*Document text*.

It makes me cherish all that appears before me. It makes me want to read the writing of ten thousand rejected manuscripts. Hold tight the preciousness of rejection slips, like the rawness and realness of all that unpolished gems offer that editorialization often rubs away. If this is what the end of monoculture means, I welcome it. I welcome a world where the town poet and the town plumber are equals and appreciated as such. Where the distinction between art and life is seen for what it’s always been —an arty-faced artifice.
Is this only the magic of Kamakura at play? To unencumbered my heart before my first foolhardy brushstroke in the shakyo halls of Hasedera and getting to meet the laughing heads hidden behind the eleven-headed Kannon for the first time.
And if it is, so be it. Guess that’s why I’m here, glued as a dude to his board with the sharks a-swirlin.
And of course I’m still reading the new Sally Rooney and how she moves around her pawns and sex scenes and lawyers in her Irish interlocking Intermezzo’s and filling out my LA County absentee ballot, but I gaze less longingly at either than I do the fence of Osaragi Jiro’s teahouse just off Kamakura’s main drag or the web near my window.
And see what happens when I wait too long between dispatches? I get so webbed-up with Slidey that I don’t even mention how outstanding the Ishida Takashi’s Between Tableau and Window exhibition was at The Museum of Modern Art Kamakura & Hayama—where one leaves questioning whether paintings are windows or windows are paintings or anything is anything as much as it as a process of everything that goes into it. And so, as usual, the images will have to suffice where the writing fails.
And so, at last, let’s get to the leaves.

*Dataset excerpts*.
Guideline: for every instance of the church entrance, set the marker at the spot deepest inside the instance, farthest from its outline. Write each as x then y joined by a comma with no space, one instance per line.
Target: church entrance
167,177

---

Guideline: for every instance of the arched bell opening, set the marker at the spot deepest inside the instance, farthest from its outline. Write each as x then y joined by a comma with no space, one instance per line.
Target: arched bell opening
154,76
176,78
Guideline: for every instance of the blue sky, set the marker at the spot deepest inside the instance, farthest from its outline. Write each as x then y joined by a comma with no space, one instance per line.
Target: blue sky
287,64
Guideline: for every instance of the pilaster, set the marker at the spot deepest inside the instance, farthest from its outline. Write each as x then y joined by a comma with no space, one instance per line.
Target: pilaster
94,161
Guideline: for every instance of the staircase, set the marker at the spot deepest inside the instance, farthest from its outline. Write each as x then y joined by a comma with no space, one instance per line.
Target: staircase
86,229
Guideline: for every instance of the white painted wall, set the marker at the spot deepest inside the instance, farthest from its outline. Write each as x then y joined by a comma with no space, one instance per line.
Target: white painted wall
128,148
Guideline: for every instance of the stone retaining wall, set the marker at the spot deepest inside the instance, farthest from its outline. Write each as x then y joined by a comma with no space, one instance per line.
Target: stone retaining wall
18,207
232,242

---

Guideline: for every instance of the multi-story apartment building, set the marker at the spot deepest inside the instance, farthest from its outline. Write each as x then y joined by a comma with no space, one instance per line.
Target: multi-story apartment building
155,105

*Exercises*.
1) Answer these questions from the Kamakura essay, each on its own line:
(a) In which halls did the writer make a first brushstroke?
(b) Which ballot is the writer filling out?
(c) At which museum was the Ishida Takashi exhibition held?
2) List every person named by full name in the Kamakura essay.
3) Summarize the Kamakura essay in two sentences.

*Results by task*.
1)
(a) The shakyo halls of Hasedera.
(b) An LA County absentee ballot.
(c) The Museum of Modern Art Kamakura & Hayama.

2) Sally Rooney, Osaragi Jiro, Ishida Takashi

3) The writer welcomes the end of monoculture as a world where the town poet and the town plumber are equals, and wonders whether this feeling is only the magic of Kamakura. While still reading the new Sally Rooney and filling out an absentee ballot, the writer gazes more longingly at Osaragi Jiro's teahouse fence and the web near the window, and admits having neglected to mention the outstanding Ishida Takashi exhibition.